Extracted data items
■ ■ ■ ■

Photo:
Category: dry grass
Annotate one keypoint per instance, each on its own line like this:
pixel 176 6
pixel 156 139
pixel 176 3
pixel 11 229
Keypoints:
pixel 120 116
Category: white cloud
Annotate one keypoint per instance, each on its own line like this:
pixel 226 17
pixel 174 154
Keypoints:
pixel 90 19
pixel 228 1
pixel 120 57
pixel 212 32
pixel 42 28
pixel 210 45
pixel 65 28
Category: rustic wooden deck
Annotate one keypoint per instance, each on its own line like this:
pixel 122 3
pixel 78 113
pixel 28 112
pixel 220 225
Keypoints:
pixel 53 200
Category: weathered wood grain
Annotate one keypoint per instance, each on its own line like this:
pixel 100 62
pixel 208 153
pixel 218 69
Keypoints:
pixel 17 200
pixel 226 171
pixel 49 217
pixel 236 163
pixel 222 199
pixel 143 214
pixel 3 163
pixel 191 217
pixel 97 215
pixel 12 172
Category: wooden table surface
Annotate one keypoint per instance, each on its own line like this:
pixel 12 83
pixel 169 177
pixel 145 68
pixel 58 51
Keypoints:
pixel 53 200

■ ■ ■ ■

__JOB__
Edit the items above by changing every "Annotate" to "Mark", keeping all other text the same.

__RIGHT ANSWER__
Photo:
Category: dry grass
Mark one keypoint per instance, each on its own line like this:
pixel 176 6
pixel 156 139
pixel 176 3
pixel 11 229
Keypoints:
pixel 120 116
Category: white cloud
Mark one keypoint per instance, each on its own line like this:
pixel 226 17
pixel 174 154
Keypoints:
pixel 90 19
pixel 228 1
pixel 120 57
pixel 212 32
pixel 42 28
pixel 210 45
pixel 65 28
Category: rustic wooden deck
Mark one keypoint per instance, each on its own line like this:
pixel 122 3
pixel 78 113
pixel 28 112
pixel 220 225
Keypoints:
pixel 53 200
Category: weathered wood grain
Mark one keypoint per instance, each on its own line like this:
pixel 100 62
pixel 208 153
pixel 218 69
Keypoints:
pixel 17 200
pixel 226 171
pixel 49 217
pixel 236 163
pixel 222 199
pixel 143 214
pixel 3 163
pixel 191 217
pixel 97 215
pixel 12 172
Category: wooden table surface
Mark one keypoint per instance, each on its own line like this:
pixel 12 83
pixel 169 177
pixel 145 68
pixel 58 51
Keypoints:
pixel 53 200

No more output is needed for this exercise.